*OPDRACHT*. Wil je de tekst over de Boschstraat in Maastricht volledig en ongewijzigd teruggeven?

*TE LEZEN TEKST*.
┄┄┄┄┄┄

Boschstraat (Maastricht)

straat in Maastricht, Nederland

De Boschstraat is een straat in het centrum van de Nederlandse stad Maastricht. De Boschstraat verbindt de Markt met de buurt Boschpoort en vormt tevens de scheiding tussen de centrumbuurten Statenkwartier en Boschstraatkwartier. Het is een gemengde woon- en winkelstraat, waaraan een groot aantal monumentale panden en enkele voormalige klooster- en fabriekscomplexen liggen.

Boschstraat
Beelden van de Boschstraat: gezicht vanaf de Markt met standbeeld Minckelers · gezicht naar de Markt (A. Schaepkens) · fabrieksarbeiders in de Boschstraat (A. Verhees) · gezicht naar het noorden
Beelden van de Boschstraat: gezicht vanaf de Markt met standbeeld Minckelers · gezicht naar de Markt (A. Schaepkens) · fabrieksarbeiders in de Boschstraat (A. Verhees) · gezicht naar het noorden
Geografische informatie
Locatie       Maastricht
Wijk Centrum (Statenkwartier, Boschstraatkwartier)
Begin Markt
Eind Bosscherweg
Lengte ca. 410 m
Breedte ca. 10-20 m
Algemene informatie
Genoemd naar 's-Hertogenbosch
Bestrating kasseien (straat); natuursteen tegels (stoepen)

┄┄┄┄┄┄

*GEGEVEN REGELS*.
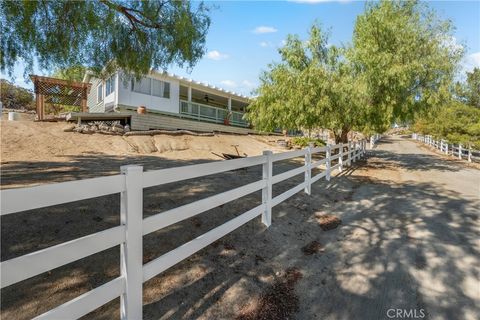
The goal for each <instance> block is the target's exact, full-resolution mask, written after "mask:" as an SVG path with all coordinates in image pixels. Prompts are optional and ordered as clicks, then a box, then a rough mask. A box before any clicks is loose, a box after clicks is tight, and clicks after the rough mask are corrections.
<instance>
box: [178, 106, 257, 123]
mask: <svg viewBox="0 0 480 320" xmlns="http://www.w3.org/2000/svg"><path fill="white" fill-rule="evenodd" d="M180 113H181V114H183V115H188V116H190V117H192V118H195V119H198V120H201V121H209V122H214V123H221V124H224V121H225V118H226V117H227V115H228V110H227V109H222V108H217V107H212V106H208V105H205V104H200V103H195V102H188V101H184V100H180ZM230 124H232V125H234V126H238V127H248V126H249V124H248V122H247V121H245V120H243V113H242V112H236V111H232V116H231V117H230Z"/></svg>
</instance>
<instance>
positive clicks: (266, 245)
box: [1, 150, 480, 319]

┄┄┄┄┄┄

*OPLOSSING*.
Boschstraat (Maastricht)

straat in Maastricht, Nederland

De Boschstraat is een straat in het centrum van de Nederlandse stad Maastricht. De Boschstraat verbindt de Markt met de buurt Boschpoort en vormt tevens de scheiding tussen de centrumbuurten Statenkwartier en Boschstraatkwartier. Het is een gemengde woon- en winkelstraat, waaraan een groot aantal monumentale panden en enkele voormalige klooster- en fabriekscomplexen liggen.

Boschstraat
Beelden van de Boschstraat: gezicht vanaf de Markt met standbeeld Minckelers · gezicht naar de Markt (A. Schaepkens) · fabrieksarbeiders in de Boschstraat (A. Verhees) · gezicht naar het noorden
Beelden van de Boschstraat: gezicht vanaf de Markt met standbeeld Minckelers · gezicht naar de Markt (A. Schaepkens) · fabrieksarbeiders in de Boschstraat (A. Verhees) · gezicht naar het noorden
Geografische informatie
Locatie       Maastricht
Wijk Centrum (Statenkwartier, Boschstraatkwartier)
Begin Markt
Eind Bosscherweg
Lengte ca. 410 m
Breedte ca. 10-20 m
Algemene informatie
Genoemd naar 's-Hertogenbosch
Bestrating kasseien (straat); natuursteen tegels (stoepen)